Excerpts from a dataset
--- START ---
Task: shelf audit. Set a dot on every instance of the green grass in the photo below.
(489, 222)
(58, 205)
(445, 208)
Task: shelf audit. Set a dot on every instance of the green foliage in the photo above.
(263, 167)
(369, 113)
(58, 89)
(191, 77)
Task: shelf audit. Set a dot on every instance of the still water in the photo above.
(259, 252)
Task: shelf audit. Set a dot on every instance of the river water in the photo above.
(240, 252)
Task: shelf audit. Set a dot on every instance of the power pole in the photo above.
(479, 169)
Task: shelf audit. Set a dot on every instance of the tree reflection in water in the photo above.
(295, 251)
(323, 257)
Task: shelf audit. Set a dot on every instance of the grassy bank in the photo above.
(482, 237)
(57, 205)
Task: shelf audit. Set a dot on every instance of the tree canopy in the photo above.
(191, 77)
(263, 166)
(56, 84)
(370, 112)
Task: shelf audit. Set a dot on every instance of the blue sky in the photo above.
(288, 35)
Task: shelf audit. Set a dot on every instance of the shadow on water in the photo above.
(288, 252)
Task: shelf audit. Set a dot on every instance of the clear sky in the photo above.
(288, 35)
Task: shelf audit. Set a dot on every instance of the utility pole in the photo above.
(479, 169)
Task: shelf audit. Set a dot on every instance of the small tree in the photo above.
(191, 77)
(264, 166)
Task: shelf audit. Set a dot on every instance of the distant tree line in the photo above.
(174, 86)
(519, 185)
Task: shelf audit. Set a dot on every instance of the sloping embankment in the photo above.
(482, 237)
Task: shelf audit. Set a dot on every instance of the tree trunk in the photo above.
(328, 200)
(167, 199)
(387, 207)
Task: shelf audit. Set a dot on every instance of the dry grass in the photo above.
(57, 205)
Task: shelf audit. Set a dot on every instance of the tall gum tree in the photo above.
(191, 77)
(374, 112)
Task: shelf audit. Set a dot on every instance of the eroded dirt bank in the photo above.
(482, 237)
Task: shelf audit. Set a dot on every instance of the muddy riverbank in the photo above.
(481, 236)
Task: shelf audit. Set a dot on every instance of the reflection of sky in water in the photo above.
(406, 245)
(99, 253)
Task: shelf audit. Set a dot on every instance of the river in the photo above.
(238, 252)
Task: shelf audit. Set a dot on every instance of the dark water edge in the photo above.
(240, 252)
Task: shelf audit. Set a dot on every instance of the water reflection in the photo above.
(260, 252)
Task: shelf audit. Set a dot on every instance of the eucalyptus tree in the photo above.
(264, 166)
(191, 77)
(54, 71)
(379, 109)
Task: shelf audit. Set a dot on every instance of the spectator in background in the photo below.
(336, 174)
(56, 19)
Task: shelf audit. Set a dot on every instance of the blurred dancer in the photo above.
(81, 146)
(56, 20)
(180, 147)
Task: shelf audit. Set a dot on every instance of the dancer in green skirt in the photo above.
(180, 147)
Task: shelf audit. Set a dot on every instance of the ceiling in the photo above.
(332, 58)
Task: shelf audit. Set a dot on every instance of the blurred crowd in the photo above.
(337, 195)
--- END ---
Exercise directions: What's wanted is each line above, transcribed with nothing altered.

Response to this task:
Task: shelf audit. Set a dot on every instance of the green grass in the photo below.
(489, 222)
(58, 205)
(445, 208)
Task: shelf audit. Set a dot on every instance of the green foliage in the photo above.
(263, 167)
(369, 113)
(58, 89)
(191, 77)
Task: shelf audit. Set a dot on every instance of the still water in the photo above.
(259, 252)
Task: shelf audit. Set a dot on every instance of the river water in the photo above.
(240, 252)
Task: shelf audit. Set a dot on every instance of the power pole in the photo above.
(479, 169)
Task: shelf audit. Set a dot on every instance of the tree reflection in water in the photo above.
(295, 251)
(323, 257)
Task: shelf audit. Set a dot on every instance of the grassy bank in the photo above.
(482, 237)
(57, 205)
Task: shelf audit. Set a dot on every instance of the tree canopy in the photo above.
(191, 77)
(263, 166)
(56, 84)
(370, 112)
Task: shelf audit. Set a dot on every instance of the blue sky in the photo above.
(288, 35)
Task: shelf audit. Set a dot on every instance of the shadow on water in the photo above.
(288, 252)
Task: shelf audit. Set a dot on every instance of the clear sky in the photo above.
(288, 35)
Task: shelf audit. Set a dot on every instance of the utility pole in the photo above.
(479, 169)
Task: shelf audit. Set a dot on every instance of the small tree in the photo above.
(191, 77)
(264, 166)
Task: shelf audit. Set a dot on every instance of the distant tree line in the photo above.
(174, 86)
(519, 185)
Task: shelf audit. Set a dot on every instance of the sloping embankment in the photo above.
(482, 237)
Task: shelf audit. Set a dot on every instance of the tree trunk in the photo above.
(328, 200)
(167, 199)
(387, 207)
Task: shelf audit. Set a dot on every instance of the dry grass in the photo above.
(57, 205)
Task: shelf audit. Set a dot on every instance of the tall gum tree in the photo above.
(191, 77)
(374, 112)
Task: shelf audit. Set a dot on every instance of the eroded dirt bank in the photo above.
(482, 237)
Task: shelf audit. Set a dot on every instance of the muddy riverbank in the photo above.
(481, 236)
Task: shelf audit. Set a dot on every instance of the reflection of sky in water in the photo above.
(406, 245)
(99, 253)
Task: shelf audit. Set a dot on every instance of the river in the photo above.
(238, 252)
Task: shelf audit. Set a dot on every instance of the dark water edge in the photo above.
(240, 252)
Task: shelf audit. Set a dot on every instance of the water reflection in the photo above.
(260, 252)
Task: shelf audit. Set a dot on every instance of the eucalyptus tree in the photo above.
(264, 166)
(191, 77)
(54, 71)
(379, 109)
Task: shelf audit. Set a dot on every instance of the spectator in background in the photo below.
(336, 174)
(56, 19)
Task: shelf audit. Set a dot on every instance of the blurred dancer in the photo above.
(81, 146)
(56, 20)
(180, 147)
Task: shelf audit. Set a dot on every instance of the dancer in green skirt in the photo above.
(180, 147)
Task: shelf audit. Set a dot on every instance of the ceiling in the photo above.
(332, 58)
Task: shelf audit. Set a dot on every instance of the blurred crowd in the photo above.
(337, 195)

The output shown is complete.